## Excerpted passage:
----
3

I've got a Keycloak standalone HA cluster running on a docker host. The cluster uses JDBC Ping to a PostgreSQL database for discovery (as this will eventually be running on ECS so no multicast).

The cluster discovery works well and each node will add themselves to the database on startup. However, they aren't removing themselves when stopped with "docker stop". This is fine as long as there is at least one other node up, as they will automatically detect the downed node and rebalance, but if the last one goes down, the final row will remain. Then when a new node goes up it will attempt to connect to the stale node and fail.
----
## Dataset extract:
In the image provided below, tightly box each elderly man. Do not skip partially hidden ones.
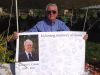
[28,3,70,32]
[19,39,39,62]
[13,3,88,40]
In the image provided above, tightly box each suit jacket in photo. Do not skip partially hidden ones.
[18,52,39,62]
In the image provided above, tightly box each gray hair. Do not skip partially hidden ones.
[24,39,33,46]
[45,3,58,11]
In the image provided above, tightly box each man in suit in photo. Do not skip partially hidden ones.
[18,39,39,62]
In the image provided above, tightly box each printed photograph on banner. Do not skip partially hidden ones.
[17,35,39,62]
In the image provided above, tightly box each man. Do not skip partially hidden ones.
[13,3,88,40]
[28,3,70,32]
[18,39,39,62]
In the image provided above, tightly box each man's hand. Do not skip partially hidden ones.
[13,32,18,40]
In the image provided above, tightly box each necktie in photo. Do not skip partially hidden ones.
[28,53,33,61]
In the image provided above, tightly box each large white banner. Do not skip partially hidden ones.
[15,31,85,75]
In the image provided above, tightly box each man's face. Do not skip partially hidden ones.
[24,43,33,52]
[46,6,58,21]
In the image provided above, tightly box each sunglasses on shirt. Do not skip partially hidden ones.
[47,10,56,14]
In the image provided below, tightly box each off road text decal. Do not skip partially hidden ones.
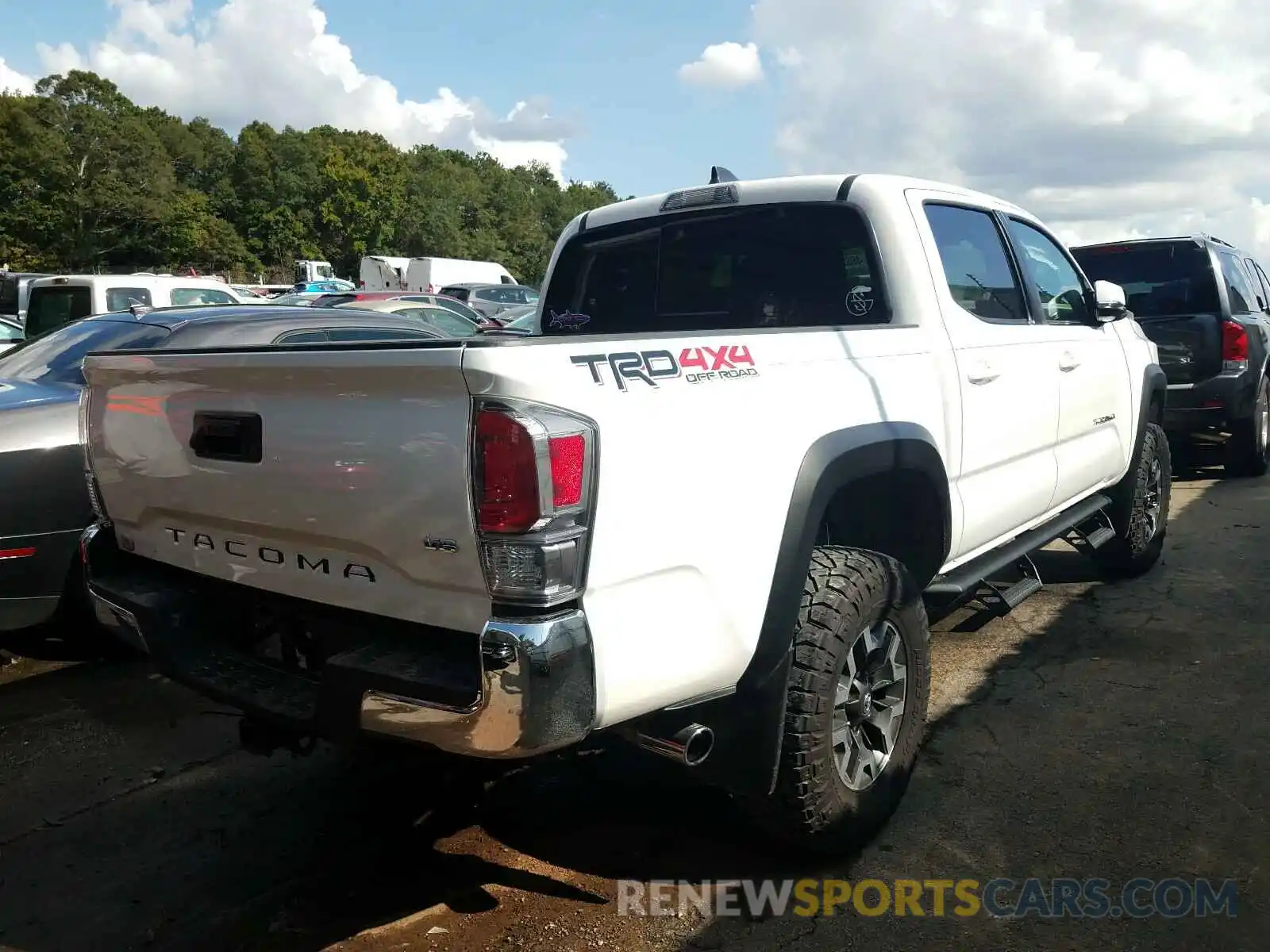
----
## What this exercise asks:
- a) According to the Keycloak cluster post, what does the cluster use for discovery?
- b) State whether each statement agrees with the Keycloak cluster post, answering yes or no and quoting the words that decide it: (i) Each node adds itself to the database on startup. (ii) Nodes remove themselves from the database when stopped with "docker stop". (iii) The cluster relies on multicast for discovery.
- c) Set down, word for word, the part of the Keycloak cluster post that opens with the words containing "The cluster discovery" and closes with "node and fail.".

## Complete answers:
- a) JDBC Ping to a PostgreSQL database.

- b)
(i) Yes: "each node will add themselves to the database on startup"
(ii) No: "they aren't removing themselves when stopped with "docker stop""
(iii) No: "this will eventually be running on ECS so no multicast"

- c)
The cluster discovery works well and each node will add themselves to the database on startup. However, they aren't removing themselves when stopped with "docker stop". This is fine as long as there is at least one other node up, as they will automatically detect the downed node and rebalance, but if the last one goes down, the final row will remain. Then when a new node goes up it will attempt to connect to the stale node and fail.